** start **

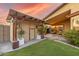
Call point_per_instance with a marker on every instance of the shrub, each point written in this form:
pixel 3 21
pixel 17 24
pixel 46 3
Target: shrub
pixel 72 36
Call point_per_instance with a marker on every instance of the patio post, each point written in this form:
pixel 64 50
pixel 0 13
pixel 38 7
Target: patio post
pixel 15 41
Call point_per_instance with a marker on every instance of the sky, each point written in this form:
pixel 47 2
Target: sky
pixel 38 10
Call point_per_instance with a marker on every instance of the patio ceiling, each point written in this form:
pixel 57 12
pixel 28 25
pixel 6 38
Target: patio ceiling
pixel 20 16
pixel 40 11
pixel 59 19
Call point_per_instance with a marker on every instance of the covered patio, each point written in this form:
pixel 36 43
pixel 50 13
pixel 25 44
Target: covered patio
pixel 20 21
pixel 60 22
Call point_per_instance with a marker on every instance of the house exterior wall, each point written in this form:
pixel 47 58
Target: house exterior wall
pixel 30 30
pixel 70 6
pixel 75 22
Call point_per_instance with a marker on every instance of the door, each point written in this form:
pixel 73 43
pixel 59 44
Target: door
pixel 32 33
pixel 4 33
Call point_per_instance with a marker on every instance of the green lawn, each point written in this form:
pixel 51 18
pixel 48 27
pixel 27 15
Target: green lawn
pixel 45 48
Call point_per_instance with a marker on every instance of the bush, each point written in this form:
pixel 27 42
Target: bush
pixel 72 36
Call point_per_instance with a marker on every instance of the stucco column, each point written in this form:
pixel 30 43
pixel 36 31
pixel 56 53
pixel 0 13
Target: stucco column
pixel 13 34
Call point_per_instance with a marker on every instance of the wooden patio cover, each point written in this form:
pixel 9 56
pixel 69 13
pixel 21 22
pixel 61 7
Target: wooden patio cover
pixel 59 18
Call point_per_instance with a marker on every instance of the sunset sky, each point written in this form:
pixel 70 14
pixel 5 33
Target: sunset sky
pixel 38 10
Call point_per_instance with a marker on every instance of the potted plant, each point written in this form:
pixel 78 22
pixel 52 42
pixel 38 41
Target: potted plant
pixel 21 37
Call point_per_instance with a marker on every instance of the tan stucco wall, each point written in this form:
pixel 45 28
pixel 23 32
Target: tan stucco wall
pixel 73 6
pixel 66 25
pixel 29 26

** end **

What you need to do:
Reproduce all of the material above word for word, leaving out the pictures.

Task answer:
Call point_per_instance with a marker on every instance of the shrub, each point written in this form:
pixel 3 21
pixel 17 24
pixel 46 3
Target: shrub
pixel 72 36
Call point_per_instance with a marker on every instance of the patio post, each point written in this form:
pixel 64 50
pixel 0 13
pixel 38 7
Target: patio post
pixel 15 41
Call point_per_instance with a marker on every instance of the sky, each point written in this form:
pixel 47 2
Target: sky
pixel 38 10
Call point_per_instance with a marker on every instance of the patio ceiling, each point written in this form:
pixel 57 12
pixel 28 25
pixel 6 38
Target: patio ceiling
pixel 20 16
pixel 40 11
pixel 59 19
Call point_per_instance with a marker on every instance of the covered patio, each point written in this form:
pixel 36 43
pixel 50 13
pixel 25 44
Target: covered patio
pixel 20 21
pixel 60 22
Call point_per_instance with a marker on every instance of the house exterior wall, each point written in this form:
pixel 47 58
Target: house exterior wall
pixel 30 30
pixel 70 6
pixel 75 22
Call point_per_instance with a marker on every instance of the door, each point written in this form:
pixel 73 43
pixel 59 44
Target: door
pixel 32 33
pixel 4 33
Call point_per_instance with a marker on every instance of the green lawn, each point written in this form:
pixel 51 18
pixel 48 27
pixel 27 15
Target: green lawn
pixel 45 48
Call point_per_instance with a marker on every instance of the bush, each point written in this form:
pixel 27 42
Target: bush
pixel 72 36
Call point_per_instance with a marker on every instance of the stucco column, each point written in this form:
pixel 30 43
pixel 36 31
pixel 56 53
pixel 0 13
Target: stucco column
pixel 13 34
Call point_per_instance with a marker on every instance of the wooden patio cover, each point written in this form:
pixel 9 56
pixel 69 13
pixel 21 22
pixel 61 7
Target: wooden patio cover
pixel 59 18
Call point_per_instance with a marker on every instance of the sunset sky, each point written in this form:
pixel 70 14
pixel 5 33
Target: sunset sky
pixel 38 10
Call point_per_instance with a marker on every instance of the potted plant, each point written in this form:
pixel 78 22
pixel 52 42
pixel 38 41
Target: potted plant
pixel 21 37
Call point_per_instance with a marker on every instance of the tan stucco wall, each point written in this form:
pixel 45 28
pixel 23 32
Target: tan stucco wall
pixel 73 6
pixel 66 25
pixel 29 26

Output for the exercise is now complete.